* start Document excerpt *

The Third Mind is a combination literary essay and writing collection showcasing a form of writing popularized by Burroughs and Gysin in the 1960s called "cut-ups". Cut-ups involves taking (usually) unrelated texts, literally cutting the pages up, and then combining and rearranging the pieces to form new narratives and often-surreal images. This form of writing can also be adapted for filmmaking, as demonstrated by Burroughs and director Antony Balch in their early 1960s short film, The Cut-Ups.
The book contains numerous short fiction pieces demonstrating or related to the cut up method. Also included is poetry by Gysin and an interview with Burroughs. Some chapters had previously been published in various literary journals between 1960 and 1973.
The Third Mind (as a concept) The significance of "The Third Mind" is that it is a shared consciousness that can only be reached by two (or more) people together-- they access a place that neither could reach alone. Person A and Person B can find new ideas in dialogue because they are improvisationally responding to each other's unpredictable mind. Burroughs was trying to access this unpredictability by cutting and rearranging texts into nonsensical riddles. By weaving the nonsense into a linear narrative, he forced himself into dialogue with an unpredictable "other". This practice builds on the classic Zen koan-- a riddle designed to transcend the "rational" mind and lead a student to satori (enlightenment).

* end Document excerpt *
* start Record excerpts *

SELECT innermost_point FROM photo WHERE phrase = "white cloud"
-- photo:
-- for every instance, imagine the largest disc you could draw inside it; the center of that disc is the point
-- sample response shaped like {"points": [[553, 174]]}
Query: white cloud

* end Record excerpts *
* start Record excerpts *

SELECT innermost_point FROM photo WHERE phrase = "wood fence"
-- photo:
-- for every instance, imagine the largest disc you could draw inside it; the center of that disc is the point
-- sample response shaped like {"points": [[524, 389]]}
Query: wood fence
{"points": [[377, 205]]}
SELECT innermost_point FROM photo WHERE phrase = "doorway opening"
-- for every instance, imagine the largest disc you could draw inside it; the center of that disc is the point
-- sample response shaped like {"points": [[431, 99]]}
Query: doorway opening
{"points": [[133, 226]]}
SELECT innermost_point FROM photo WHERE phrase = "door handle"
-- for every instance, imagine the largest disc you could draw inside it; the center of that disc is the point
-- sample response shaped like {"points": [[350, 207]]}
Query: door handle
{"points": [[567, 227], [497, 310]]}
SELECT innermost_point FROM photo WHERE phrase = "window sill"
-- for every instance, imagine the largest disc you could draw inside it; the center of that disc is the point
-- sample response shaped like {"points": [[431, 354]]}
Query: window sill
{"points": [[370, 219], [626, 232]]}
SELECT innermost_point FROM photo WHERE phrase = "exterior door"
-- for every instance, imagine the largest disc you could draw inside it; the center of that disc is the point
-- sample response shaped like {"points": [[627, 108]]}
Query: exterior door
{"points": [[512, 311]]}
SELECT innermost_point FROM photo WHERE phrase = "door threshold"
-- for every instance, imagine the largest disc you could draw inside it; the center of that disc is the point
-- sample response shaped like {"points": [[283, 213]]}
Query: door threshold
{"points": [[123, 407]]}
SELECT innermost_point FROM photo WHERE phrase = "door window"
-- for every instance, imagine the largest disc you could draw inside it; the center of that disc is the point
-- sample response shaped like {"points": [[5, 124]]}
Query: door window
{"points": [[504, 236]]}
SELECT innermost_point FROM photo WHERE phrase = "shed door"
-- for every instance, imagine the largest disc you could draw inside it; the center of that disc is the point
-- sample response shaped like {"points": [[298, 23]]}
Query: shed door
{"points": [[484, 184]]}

* end Record excerpts *
* start Record excerpts *

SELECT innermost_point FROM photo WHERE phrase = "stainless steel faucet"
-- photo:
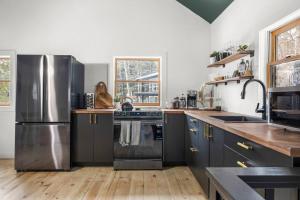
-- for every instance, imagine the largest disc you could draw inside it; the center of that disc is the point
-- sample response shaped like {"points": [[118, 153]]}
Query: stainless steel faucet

* end Record excerpts *

● Problem requirements:
In the passage about The Third Mind, which director worked with Burroughs on the short film The Cut-Ups?

● Result for this exercise:
Antony Balch